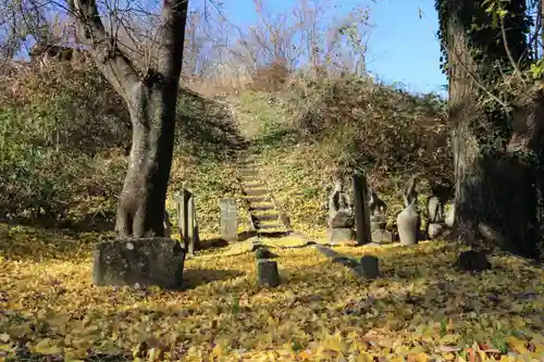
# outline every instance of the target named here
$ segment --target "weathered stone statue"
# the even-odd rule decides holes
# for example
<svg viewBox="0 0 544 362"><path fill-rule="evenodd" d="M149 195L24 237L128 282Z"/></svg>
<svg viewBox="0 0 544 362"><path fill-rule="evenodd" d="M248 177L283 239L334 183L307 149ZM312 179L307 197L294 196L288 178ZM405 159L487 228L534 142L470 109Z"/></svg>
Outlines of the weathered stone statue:
<svg viewBox="0 0 544 362"><path fill-rule="evenodd" d="M426 202L426 234L431 239L436 238L444 230L444 205L437 196L432 196Z"/></svg>
<svg viewBox="0 0 544 362"><path fill-rule="evenodd" d="M411 176L406 183L404 201L405 207L408 208L410 204L416 204L418 201L418 191L416 191L416 185L418 183L418 176Z"/></svg>
<svg viewBox="0 0 544 362"><path fill-rule="evenodd" d="M446 211L446 225L453 227L455 222L455 203L453 203Z"/></svg>
<svg viewBox="0 0 544 362"><path fill-rule="evenodd" d="M418 244L421 217L418 211L418 192L416 191L416 177L411 177L405 187L404 200L406 209L397 216L398 236L400 244L408 246Z"/></svg>
<svg viewBox="0 0 544 362"><path fill-rule="evenodd" d="M355 238L354 208L344 190L344 179L334 182L334 188L329 197L329 240L331 244Z"/></svg>
<svg viewBox="0 0 544 362"><path fill-rule="evenodd" d="M370 230L372 234L372 242L391 242L393 241L392 234L386 230L387 219L385 212L387 204L378 197L378 194L369 188L369 209L370 209Z"/></svg>
<svg viewBox="0 0 544 362"><path fill-rule="evenodd" d="M172 223L170 222L170 214L164 210L164 237L170 238L172 235Z"/></svg>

========

(STATED EXERCISE) Copy out every one of the records above, character for character, and leave out the pictures.

(ANSWER)
# outline every instance of the target named here
$ segment --target "weathered stone statue"
# the even-odd rule decides holes
# for example
<svg viewBox="0 0 544 362"><path fill-rule="evenodd" d="M149 195L24 237L128 282Z"/></svg>
<svg viewBox="0 0 544 362"><path fill-rule="evenodd" d="M248 177L283 239L334 183L307 149ZM312 179L307 197L294 196L288 178ZM405 159L487 228L534 142L470 109Z"/></svg>
Outlines of the weathered stone statue:
<svg viewBox="0 0 544 362"><path fill-rule="evenodd" d="M426 202L426 234L431 239L436 238L444 230L444 205L437 196L432 196Z"/></svg>
<svg viewBox="0 0 544 362"><path fill-rule="evenodd" d="M411 176L406 183L404 201L405 207L408 208L410 204L416 204L418 201L418 191L416 191L416 185L418 183L418 176Z"/></svg>
<svg viewBox="0 0 544 362"><path fill-rule="evenodd" d="M446 211L446 225L453 227L455 222L455 203L453 203Z"/></svg>
<svg viewBox="0 0 544 362"><path fill-rule="evenodd" d="M418 244L421 217L418 211L418 192L416 191L416 177L411 177L405 187L404 200L406 209L397 216L398 236L400 244L408 246Z"/></svg>
<svg viewBox="0 0 544 362"><path fill-rule="evenodd" d="M355 238L354 208L344 190L344 179L334 182L334 188L329 197L329 240L331 244Z"/></svg>
<svg viewBox="0 0 544 362"><path fill-rule="evenodd" d="M370 230L372 234L372 242L391 242L393 241L392 234L386 230L387 219L385 212L387 204L378 197L378 194L369 188L369 209L370 209Z"/></svg>
<svg viewBox="0 0 544 362"><path fill-rule="evenodd" d="M172 223L170 222L170 214L164 210L164 237L170 238L172 235Z"/></svg>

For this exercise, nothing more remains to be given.